| Task brief |
Which lines of the records contain "below"? Collect every one of them.

| Collection entries |

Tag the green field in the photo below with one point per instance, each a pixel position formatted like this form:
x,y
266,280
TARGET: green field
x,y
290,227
---
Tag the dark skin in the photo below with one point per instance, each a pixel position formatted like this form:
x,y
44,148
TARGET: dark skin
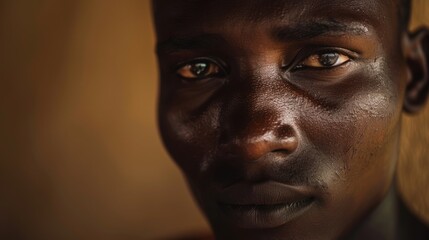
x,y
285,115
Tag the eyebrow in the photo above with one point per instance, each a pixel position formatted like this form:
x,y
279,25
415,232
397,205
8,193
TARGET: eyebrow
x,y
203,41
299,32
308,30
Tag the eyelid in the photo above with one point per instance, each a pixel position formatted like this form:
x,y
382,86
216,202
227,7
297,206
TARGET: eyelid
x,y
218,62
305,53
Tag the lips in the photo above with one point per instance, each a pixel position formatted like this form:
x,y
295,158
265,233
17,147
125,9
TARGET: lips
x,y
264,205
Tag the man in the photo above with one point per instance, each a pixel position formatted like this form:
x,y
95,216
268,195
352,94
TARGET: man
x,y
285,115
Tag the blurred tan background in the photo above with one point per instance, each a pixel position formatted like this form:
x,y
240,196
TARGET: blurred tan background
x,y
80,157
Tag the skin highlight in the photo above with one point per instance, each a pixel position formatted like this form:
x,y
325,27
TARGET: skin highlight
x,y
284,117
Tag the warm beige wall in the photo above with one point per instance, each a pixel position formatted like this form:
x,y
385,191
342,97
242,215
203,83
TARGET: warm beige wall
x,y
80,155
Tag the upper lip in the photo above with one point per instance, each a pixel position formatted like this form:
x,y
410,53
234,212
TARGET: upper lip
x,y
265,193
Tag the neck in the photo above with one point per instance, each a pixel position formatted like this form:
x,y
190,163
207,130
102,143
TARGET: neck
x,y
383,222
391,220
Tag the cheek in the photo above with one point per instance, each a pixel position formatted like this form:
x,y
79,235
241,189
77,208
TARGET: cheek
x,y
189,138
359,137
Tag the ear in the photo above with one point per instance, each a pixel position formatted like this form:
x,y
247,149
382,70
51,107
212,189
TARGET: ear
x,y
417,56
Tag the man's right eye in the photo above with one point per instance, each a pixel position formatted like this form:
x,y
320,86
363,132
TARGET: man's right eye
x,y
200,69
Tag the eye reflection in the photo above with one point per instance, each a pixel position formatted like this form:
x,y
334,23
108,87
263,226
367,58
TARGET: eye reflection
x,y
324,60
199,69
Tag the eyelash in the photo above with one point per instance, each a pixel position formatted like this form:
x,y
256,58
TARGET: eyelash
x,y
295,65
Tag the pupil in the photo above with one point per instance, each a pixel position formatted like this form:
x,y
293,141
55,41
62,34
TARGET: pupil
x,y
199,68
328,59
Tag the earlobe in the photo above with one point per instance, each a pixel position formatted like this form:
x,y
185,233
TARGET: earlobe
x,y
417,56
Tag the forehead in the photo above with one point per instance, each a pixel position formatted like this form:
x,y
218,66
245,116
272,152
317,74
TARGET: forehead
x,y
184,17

| Response to this task |
Tag the green field in the photo below with one point per instance, each a pixel position formatted like this form:
Tag the dark skin in the photo below with one point per instance, each a pixel position formatted like this form:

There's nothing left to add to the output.